BACAAN>
——————————

Senin, 04 Januari 2016

Psikologi Menejen (pertemuan 12)

#Teori-Teori Kepuasan Kerja#
1.Teori Perbandingan Intrapersonal (Discrepancy Theory)
Kepuasan atau ketidakpuasan yang dirasakan oleh individu merupakan hasil dari perbandingan atau kesenjangan yang dilakukan oleh diri sendiri terhadap berbagai macam hal yang sudah diperolehnya dari pekerjaan dan yang menjadi harapannya. Kepuasan akan dirasakan oleh individu tersebut bila perbedaan atau kesenjangan antara standar pribadi individu dengan apa yang diperoleh dari pekerjaan kecil, sebaliknya ketidakpuasan akan dirasakan oleh individu bila perbedaan atau kesenjangan antara standar pribadi individu dengan apa yang diperoleh dari pekerjaan besar.
2.Teori Keadilan (Equity Theory)
Seseorang akan merasa puas atau tidak puas tergantung apakah ia merasakan adanya keadilan atau tidak atas suatu situasi. Perasaan equity atau inequity atas suatu situasi diperoleh seseorang dengan cara membandingkan dirinya dengan orang lain yang sekelas, sekantor, maupunditempat lain.

——————————

TUGAS 1>
Hitung jumlah baris dalam catatan yang memuat kata "bucket", dengan membedakan huruf besar dan huruf kecil. Berikan angkanya saja.

——————————

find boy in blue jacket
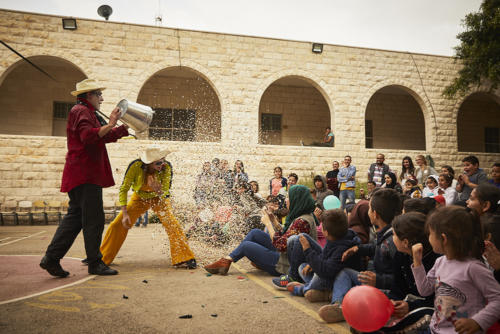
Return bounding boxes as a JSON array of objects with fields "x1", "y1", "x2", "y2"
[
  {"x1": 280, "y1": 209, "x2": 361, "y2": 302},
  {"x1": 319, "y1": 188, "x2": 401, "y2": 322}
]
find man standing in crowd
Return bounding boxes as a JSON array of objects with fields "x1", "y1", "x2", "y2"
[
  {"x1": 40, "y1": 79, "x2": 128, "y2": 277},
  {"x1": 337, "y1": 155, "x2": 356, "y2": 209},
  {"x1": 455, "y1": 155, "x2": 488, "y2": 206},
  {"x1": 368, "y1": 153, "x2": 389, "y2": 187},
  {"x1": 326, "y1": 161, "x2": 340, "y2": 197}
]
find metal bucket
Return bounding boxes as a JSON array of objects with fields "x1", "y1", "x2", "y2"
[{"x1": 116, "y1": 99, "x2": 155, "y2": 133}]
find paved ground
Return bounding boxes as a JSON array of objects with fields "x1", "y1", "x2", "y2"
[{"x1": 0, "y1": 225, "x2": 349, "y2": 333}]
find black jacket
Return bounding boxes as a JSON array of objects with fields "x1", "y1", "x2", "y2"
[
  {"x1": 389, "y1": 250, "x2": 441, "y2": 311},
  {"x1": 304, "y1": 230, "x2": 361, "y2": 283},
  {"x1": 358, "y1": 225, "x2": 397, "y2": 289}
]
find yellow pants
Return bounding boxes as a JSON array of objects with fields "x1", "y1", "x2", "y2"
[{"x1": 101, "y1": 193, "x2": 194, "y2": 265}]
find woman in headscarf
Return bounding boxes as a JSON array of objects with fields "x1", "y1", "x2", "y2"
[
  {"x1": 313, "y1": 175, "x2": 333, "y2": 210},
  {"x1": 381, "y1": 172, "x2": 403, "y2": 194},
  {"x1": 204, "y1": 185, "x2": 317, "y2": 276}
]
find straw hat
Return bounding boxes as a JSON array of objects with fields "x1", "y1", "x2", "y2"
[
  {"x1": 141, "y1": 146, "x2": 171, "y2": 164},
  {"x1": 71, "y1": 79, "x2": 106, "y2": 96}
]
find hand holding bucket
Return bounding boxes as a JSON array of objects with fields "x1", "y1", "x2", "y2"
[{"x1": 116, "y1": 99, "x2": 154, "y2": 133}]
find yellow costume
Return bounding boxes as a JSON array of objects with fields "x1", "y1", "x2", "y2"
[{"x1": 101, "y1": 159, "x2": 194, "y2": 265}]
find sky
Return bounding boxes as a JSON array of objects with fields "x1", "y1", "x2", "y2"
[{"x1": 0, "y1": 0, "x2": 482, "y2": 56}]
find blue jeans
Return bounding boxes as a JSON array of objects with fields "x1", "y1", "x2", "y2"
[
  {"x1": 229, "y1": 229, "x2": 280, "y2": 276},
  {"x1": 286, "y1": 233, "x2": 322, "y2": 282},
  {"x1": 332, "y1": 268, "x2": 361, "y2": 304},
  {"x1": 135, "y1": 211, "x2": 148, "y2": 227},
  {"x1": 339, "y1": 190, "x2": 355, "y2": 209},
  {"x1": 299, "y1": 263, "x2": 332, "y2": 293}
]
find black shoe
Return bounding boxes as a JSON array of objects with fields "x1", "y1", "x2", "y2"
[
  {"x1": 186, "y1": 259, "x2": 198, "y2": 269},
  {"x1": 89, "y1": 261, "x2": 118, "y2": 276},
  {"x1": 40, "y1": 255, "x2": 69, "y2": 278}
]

——————————

TUGAS 2>
Ubah bagian bacaan tentang teori kepuasan kerja, mulai dari "Senin, 04 Januari" sampai dengan "dari pekerjaan besar.", dengan mengganti "kesenjangan" menjadi "selisih".

JAWABAN TUGAS 1>
2

JAWABAN TUGAS 2>
Senin, 04 Januari 2016

Psikologi Menejen (pertemuan 12)

#Teori-Teori Kepuasan Kerja#
1.Teori Perbandingan Intrapersonal (Discrepancy Theory)
Kepuasan atau ketidakpuasan yang dirasakan oleh individu merupakan hasil dari perbandingan atau selisih yang dilakukan oleh diri sendiri terhadap berbagai macam hal yang sudah diperolehnya dari pekerjaan dan yang menjadi harapannya. Kepuasan akan dirasakan oleh individu tersebut bila perbedaan atau selisih antara standar pribadi individu dengan apa yang diperoleh dari pekerjaan kecil, sebaliknya ketidakpuasan akan dirasakan oleh individu bila perbedaan atau selisih antara standar pribadi individu dengan apa yang diperoleh dari pekerjaan besar.